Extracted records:

***

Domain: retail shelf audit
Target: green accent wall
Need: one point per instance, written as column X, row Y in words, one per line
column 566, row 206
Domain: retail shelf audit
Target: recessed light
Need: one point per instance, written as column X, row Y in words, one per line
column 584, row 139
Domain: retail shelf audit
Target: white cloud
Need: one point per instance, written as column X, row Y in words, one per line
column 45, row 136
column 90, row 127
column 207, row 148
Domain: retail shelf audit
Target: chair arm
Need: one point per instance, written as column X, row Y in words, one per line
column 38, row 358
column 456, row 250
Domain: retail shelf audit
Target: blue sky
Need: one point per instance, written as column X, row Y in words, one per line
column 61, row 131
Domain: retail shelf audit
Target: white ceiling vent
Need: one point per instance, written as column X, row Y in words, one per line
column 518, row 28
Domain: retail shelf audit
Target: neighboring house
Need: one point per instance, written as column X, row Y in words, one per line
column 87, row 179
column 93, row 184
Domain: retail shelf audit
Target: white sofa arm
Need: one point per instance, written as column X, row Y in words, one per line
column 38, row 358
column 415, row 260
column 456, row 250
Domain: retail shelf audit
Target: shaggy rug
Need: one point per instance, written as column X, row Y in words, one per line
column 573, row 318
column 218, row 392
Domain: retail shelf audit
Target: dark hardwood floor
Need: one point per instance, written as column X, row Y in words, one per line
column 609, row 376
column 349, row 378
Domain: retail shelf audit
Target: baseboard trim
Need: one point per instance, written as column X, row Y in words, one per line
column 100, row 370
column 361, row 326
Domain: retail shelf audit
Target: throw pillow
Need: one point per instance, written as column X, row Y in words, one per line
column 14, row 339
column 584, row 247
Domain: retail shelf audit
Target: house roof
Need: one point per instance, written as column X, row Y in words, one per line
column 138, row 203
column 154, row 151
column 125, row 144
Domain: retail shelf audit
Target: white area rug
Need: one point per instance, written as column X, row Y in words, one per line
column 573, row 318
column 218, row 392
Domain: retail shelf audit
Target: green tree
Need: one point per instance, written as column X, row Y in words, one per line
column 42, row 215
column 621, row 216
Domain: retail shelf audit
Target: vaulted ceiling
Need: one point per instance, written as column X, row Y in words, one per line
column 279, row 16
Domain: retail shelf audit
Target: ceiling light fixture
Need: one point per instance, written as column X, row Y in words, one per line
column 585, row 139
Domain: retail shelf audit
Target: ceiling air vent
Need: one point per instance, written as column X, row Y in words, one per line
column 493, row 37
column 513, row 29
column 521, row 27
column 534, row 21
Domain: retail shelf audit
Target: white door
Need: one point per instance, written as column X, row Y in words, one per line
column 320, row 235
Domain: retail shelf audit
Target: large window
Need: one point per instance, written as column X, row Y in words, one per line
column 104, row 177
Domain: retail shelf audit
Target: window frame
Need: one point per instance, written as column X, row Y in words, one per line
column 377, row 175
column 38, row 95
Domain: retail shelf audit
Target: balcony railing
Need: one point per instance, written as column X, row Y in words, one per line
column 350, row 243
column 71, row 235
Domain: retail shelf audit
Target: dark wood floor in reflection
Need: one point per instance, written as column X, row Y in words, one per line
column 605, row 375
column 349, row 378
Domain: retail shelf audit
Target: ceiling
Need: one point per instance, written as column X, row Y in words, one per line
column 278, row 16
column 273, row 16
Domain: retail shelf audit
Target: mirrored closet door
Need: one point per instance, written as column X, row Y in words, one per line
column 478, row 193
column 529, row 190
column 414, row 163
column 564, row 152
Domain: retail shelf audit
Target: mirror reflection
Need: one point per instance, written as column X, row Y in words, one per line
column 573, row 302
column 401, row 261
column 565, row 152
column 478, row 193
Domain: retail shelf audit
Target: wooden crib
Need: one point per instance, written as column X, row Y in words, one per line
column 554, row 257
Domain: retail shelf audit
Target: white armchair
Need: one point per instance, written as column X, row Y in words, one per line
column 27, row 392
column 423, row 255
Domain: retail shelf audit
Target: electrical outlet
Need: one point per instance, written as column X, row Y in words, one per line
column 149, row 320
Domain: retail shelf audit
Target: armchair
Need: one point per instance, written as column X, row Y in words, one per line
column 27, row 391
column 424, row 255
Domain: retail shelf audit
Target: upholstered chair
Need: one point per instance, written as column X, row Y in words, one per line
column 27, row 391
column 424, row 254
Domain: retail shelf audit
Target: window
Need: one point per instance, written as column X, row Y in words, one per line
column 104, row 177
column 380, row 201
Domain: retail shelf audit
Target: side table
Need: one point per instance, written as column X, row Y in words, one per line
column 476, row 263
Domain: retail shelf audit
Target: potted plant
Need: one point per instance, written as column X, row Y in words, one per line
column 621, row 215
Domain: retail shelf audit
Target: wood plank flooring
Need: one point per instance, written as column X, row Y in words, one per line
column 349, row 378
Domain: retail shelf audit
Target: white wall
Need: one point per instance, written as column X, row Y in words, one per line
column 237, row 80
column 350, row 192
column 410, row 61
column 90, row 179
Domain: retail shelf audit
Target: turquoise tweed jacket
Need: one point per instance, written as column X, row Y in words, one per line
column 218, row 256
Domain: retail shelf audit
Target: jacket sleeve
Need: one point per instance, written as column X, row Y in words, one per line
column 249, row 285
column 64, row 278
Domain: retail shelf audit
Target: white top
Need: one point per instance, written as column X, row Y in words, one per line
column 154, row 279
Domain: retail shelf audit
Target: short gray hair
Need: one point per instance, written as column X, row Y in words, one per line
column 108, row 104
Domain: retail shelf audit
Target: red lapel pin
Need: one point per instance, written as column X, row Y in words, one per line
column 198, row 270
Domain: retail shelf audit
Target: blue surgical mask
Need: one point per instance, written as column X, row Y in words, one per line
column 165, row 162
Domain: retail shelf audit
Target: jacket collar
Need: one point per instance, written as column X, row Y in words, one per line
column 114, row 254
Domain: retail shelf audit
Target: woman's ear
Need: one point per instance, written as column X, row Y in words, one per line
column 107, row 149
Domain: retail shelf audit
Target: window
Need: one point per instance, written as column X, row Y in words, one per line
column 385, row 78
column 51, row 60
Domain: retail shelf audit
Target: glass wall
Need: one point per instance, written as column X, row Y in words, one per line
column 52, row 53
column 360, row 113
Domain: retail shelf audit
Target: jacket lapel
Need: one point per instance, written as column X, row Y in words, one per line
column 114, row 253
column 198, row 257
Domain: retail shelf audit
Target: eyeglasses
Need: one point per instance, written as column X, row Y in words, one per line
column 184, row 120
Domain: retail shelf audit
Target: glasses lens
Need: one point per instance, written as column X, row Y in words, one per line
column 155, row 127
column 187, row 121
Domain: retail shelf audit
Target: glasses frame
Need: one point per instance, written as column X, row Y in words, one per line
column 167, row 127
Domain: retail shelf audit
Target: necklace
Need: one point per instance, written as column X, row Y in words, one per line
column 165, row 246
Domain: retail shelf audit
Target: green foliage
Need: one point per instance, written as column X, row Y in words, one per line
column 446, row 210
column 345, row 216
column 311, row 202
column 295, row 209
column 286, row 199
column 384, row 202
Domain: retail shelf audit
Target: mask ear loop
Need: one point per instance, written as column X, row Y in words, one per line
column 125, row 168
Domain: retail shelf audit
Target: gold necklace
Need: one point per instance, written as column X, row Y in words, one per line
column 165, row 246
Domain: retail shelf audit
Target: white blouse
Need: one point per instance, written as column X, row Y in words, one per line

***

_Exercise objective_
Where a line of the data holds the word "window", copy that line.

_Result for this task_
Target: large window
Target: window frame
Target: window
Target: window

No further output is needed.